Task description: Copy out the listing below without any change, beginning at the line containing "Where can you see the blue" and continuing through the line containing "<point>397,241</point>", and give only those lines.

Stored records:

════════

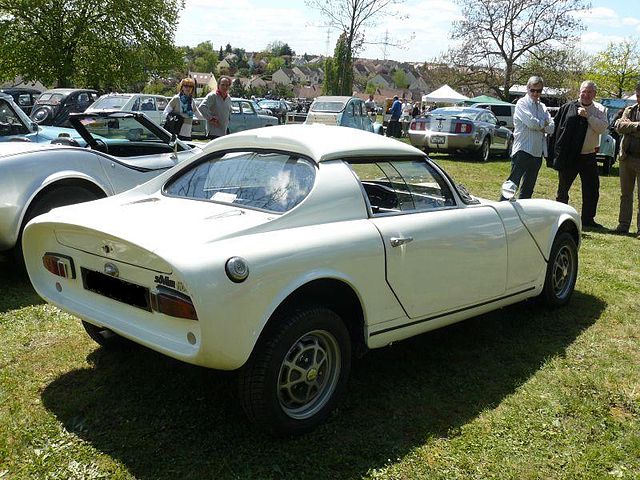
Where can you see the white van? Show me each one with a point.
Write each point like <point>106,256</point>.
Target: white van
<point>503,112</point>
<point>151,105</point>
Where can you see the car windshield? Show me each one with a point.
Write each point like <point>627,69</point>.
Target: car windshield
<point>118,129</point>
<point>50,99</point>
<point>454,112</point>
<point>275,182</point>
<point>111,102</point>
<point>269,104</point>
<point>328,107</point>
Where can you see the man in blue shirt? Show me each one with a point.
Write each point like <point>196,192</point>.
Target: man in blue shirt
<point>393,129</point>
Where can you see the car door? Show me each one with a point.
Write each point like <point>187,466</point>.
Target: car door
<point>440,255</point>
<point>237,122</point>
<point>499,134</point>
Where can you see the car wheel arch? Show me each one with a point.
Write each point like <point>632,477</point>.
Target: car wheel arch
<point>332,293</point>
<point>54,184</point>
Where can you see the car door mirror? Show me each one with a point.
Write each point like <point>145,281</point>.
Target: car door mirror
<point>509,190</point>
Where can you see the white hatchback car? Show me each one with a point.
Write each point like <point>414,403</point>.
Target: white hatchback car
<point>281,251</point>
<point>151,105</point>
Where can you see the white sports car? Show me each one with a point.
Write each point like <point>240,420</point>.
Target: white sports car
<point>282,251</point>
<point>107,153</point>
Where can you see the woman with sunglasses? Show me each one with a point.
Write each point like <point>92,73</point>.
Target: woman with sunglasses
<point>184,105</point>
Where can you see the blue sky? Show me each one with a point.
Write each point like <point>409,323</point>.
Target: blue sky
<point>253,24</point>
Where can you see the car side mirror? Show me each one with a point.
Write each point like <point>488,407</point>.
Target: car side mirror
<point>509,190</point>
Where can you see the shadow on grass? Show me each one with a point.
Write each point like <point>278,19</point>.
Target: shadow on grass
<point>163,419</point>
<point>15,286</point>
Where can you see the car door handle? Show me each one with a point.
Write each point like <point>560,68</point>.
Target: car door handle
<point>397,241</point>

════════

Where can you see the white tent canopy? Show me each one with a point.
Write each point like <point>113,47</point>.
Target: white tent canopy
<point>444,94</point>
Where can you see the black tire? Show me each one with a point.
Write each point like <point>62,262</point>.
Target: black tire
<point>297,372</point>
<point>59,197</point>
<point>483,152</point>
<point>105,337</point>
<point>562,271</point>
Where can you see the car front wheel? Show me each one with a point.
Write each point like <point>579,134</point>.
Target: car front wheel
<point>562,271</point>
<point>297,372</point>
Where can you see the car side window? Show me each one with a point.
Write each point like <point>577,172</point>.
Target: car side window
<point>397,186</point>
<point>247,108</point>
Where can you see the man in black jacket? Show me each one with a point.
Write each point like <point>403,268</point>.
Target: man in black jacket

════════

Expected output:
Where can you see the blue sky? Show me each one with a point.
Write each point like <point>409,323</point>.
Target: blue sky
<point>253,24</point>
Where can you see the car side mirror? Show me each one with a point.
Write each point like <point>488,407</point>.
Target: car side mirror
<point>509,190</point>
Where can you see the shadow on grass? Show me each one with a point.
Write each point like <point>278,19</point>.
Target: shadow on grass
<point>163,419</point>
<point>15,286</point>
Where can you see the car door handle? Show me each one with a point.
Write each point like <point>560,68</point>.
Target: car door handle
<point>397,241</point>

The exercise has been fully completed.